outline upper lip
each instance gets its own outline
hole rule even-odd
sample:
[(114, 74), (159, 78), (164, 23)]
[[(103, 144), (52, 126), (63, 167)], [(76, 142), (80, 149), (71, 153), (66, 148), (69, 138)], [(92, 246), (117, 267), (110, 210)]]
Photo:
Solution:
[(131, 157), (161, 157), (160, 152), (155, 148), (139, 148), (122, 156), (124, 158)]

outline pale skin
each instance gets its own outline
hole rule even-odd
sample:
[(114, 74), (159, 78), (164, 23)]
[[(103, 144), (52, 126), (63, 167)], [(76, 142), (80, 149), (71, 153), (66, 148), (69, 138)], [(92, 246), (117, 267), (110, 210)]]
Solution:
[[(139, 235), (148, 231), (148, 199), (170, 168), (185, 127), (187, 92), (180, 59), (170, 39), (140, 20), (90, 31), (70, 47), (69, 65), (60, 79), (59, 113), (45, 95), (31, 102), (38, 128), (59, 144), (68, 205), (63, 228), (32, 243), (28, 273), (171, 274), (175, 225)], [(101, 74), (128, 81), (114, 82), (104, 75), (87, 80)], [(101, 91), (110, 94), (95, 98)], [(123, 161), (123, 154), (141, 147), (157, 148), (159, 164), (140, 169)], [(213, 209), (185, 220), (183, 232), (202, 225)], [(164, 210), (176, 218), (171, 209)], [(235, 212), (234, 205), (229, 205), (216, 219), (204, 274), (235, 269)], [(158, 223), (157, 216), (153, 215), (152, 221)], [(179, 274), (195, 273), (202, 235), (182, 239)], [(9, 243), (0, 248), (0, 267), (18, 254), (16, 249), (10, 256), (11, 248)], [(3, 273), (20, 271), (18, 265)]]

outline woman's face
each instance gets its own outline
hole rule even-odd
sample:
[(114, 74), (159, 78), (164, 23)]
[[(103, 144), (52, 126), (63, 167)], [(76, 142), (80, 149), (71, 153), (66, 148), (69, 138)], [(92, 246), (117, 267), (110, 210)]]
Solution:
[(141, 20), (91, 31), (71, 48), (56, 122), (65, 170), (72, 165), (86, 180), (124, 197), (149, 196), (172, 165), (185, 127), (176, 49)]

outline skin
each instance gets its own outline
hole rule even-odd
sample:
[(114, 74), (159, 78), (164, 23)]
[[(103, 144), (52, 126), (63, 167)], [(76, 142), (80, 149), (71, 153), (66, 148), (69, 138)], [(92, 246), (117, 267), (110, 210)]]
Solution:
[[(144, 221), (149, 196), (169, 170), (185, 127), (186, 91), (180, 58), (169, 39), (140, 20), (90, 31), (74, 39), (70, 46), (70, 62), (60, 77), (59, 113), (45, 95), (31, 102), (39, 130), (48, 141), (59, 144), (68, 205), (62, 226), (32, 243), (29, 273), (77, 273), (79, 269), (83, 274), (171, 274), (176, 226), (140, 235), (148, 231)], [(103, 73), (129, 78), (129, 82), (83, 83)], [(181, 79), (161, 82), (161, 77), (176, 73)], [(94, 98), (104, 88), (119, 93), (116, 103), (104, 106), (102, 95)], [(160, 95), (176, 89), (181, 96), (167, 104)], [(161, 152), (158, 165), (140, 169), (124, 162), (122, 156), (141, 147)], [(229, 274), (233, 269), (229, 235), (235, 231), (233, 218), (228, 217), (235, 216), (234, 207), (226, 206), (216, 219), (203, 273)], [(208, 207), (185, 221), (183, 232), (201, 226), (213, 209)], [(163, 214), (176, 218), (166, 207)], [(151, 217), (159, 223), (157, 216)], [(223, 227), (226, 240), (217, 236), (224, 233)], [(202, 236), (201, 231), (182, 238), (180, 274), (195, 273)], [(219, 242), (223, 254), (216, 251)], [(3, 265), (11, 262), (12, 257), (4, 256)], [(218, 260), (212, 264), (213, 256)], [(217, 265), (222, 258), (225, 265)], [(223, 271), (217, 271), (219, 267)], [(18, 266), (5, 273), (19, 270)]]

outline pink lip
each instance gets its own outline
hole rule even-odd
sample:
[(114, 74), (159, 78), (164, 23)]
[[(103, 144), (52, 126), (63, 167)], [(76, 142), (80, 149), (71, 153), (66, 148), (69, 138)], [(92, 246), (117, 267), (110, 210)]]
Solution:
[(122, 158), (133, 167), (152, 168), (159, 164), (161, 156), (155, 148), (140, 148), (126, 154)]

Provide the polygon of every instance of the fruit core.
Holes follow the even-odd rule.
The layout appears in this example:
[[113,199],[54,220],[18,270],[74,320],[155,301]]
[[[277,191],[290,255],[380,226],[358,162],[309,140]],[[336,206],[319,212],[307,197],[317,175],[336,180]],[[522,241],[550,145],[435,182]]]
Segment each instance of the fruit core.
· · · ·
Problem => Set out every line of the listing above as a numbered list, leaving out the blank lines.

Completed task =>
1. outline upper lip
2. each instance gets its own outline
3. hole rule even-odd
4. sample:
5. [(114, 74), (159, 78), (164, 23)]
6. [[(103, 144), (52, 126), (63, 167)], [(76, 142), (80, 149), (71, 153), (66, 148), (69, 138)], [(92, 246), (117, 267), (110, 210)]]
7. Photo:
8. Solution:
9. [(131, 157), (161, 157), (160, 152), (155, 148), (139, 148), (122, 156), (124, 158)]
10. outline pale skin
11. each instance gets its own outline
12. hole rule even-odd
13. sample:
14. [(114, 74), (159, 78), (164, 23)]
15. [[(103, 144), (52, 126), (63, 167)], [(76, 142), (80, 149), (71, 153), (66, 148), (69, 138)], [(92, 246), (117, 267), (110, 210)]]
16. Solution:
17. [[(139, 235), (148, 231), (148, 199), (170, 168), (185, 127), (187, 92), (180, 59), (170, 39), (140, 20), (90, 31), (70, 47), (69, 65), (60, 79), (59, 113), (45, 95), (31, 102), (38, 128), (59, 144), (68, 205), (63, 228), (32, 243), (28, 273), (171, 274), (175, 225)], [(101, 74), (128, 81), (114, 82), (104, 75), (87, 80)], [(101, 91), (110, 94), (95, 98)], [(123, 161), (123, 154), (141, 147), (157, 148), (159, 164), (140, 169)], [(213, 209), (185, 220), (183, 232), (202, 225)], [(164, 210), (176, 218), (171, 209)], [(235, 212), (234, 205), (229, 205), (216, 219), (204, 274), (235, 269)], [(158, 223), (157, 216), (153, 215), (152, 221)], [(179, 274), (195, 273), (202, 235), (182, 239)], [(9, 243), (0, 248), (0, 267), (18, 254), (16, 249), (10, 256), (11, 248)], [(3, 273), (20, 271), (18, 265)]]
18. outline woman's face
19. each instance gets its own outline
20. hole rule even-odd
21. sample:
22. [(114, 74), (159, 78), (164, 23)]
23. [[(103, 144), (52, 126), (63, 167)], [(76, 142), (80, 149), (71, 153), (66, 148), (69, 138)], [(92, 246), (117, 267), (110, 210)]]
24. Solution:
25. [(141, 20), (91, 31), (71, 48), (56, 122), (65, 170), (72, 165), (86, 180), (124, 197), (149, 196), (172, 165), (185, 127), (176, 49)]
26. outline skin
27. each instance gets its own outline
28. hole rule even-odd
29. sample:
30. [(114, 74), (159, 78), (164, 23)]
31. [[(103, 144), (52, 126), (63, 167)], [(76, 142), (80, 149), (71, 153), (66, 148), (69, 138)], [(92, 246), (117, 267), (110, 210)]]
32. Solution:
33. [[(144, 221), (149, 196), (169, 170), (185, 127), (186, 91), (180, 58), (169, 39), (140, 20), (90, 31), (74, 39), (70, 46), (70, 62), (60, 77), (59, 113), (45, 95), (31, 102), (39, 130), (48, 141), (59, 144), (68, 205), (62, 226), (32, 243), (29, 273), (77, 273), (79, 269), (83, 274), (171, 274), (176, 226), (140, 235), (148, 231)], [(103, 73), (129, 78), (129, 82), (83, 83)], [(181, 79), (161, 82), (161, 77), (176, 73)], [(94, 98), (104, 88), (119, 93), (116, 103), (104, 106), (102, 95)], [(160, 95), (176, 89), (181, 96), (167, 104)], [(161, 152), (158, 165), (140, 169), (124, 162), (122, 156), (141, 147)], [(229, 274), (233, 269), (229, 235), (235, 231), (233, 218), (228, 217), (235, 216), (234, 207), (226, 206), (216, 219), (203, 273)], [(208, 207), (185, 221), (183, 232), (201, 226), (213, 209)], [(163, 214), (176, 218), (166, 207)], [(151, 217), (159, 223), (157, 216)], [(223, 227), (226, 240), (217, 236), (224, 233)], [(202, 236), (201, 231), (182, 238), (180, 274), (195, 273)], [(219, 242), (223, 254), (216, 251)], [(3, 265), (11, 262), (12, 257), (4, 256)], [(218, 260), (212, 264), (213, 256)], [(217, 265), (222, 258), (225, 265)], [(223, 271), (217, 271), (219, 267)], [(18, 266), (5, 273), (19, 270)]]
34. outline pink lip
35. each instance gets its own outline
36. hole rule even-odd
37. sample:
38. [(114, 74), (159, 78), (164, 23)]
39. [[(103, 144), (52, 126), (63, 167)], [(76, 142), (80, 149), (71, 153), (66, 148), (69, 138)], [(92, 246), (117, 267), (110, 210)]]
40. Solution:
41. [(122, 158), (133, 167), (152, 168), (159, 164), (161, 156), (155, 148), (140, 148), (126, 154)]
42. Provide the polygon of every instance of the fruit core.
43. Holes follow the even-odd rule.
44. The layout appears in this example:
45. [[113,199],[54,220],[18,270],[74,320],[155,301]]
46. [[[277,191],[290,255],[380,226],[358,162],[309,140]],[[336,206],[319,212],[307,197],[317,175],[336,180]],[[522,241],[550,145],[435,182]]]
47. Segment each instance of the fruit core.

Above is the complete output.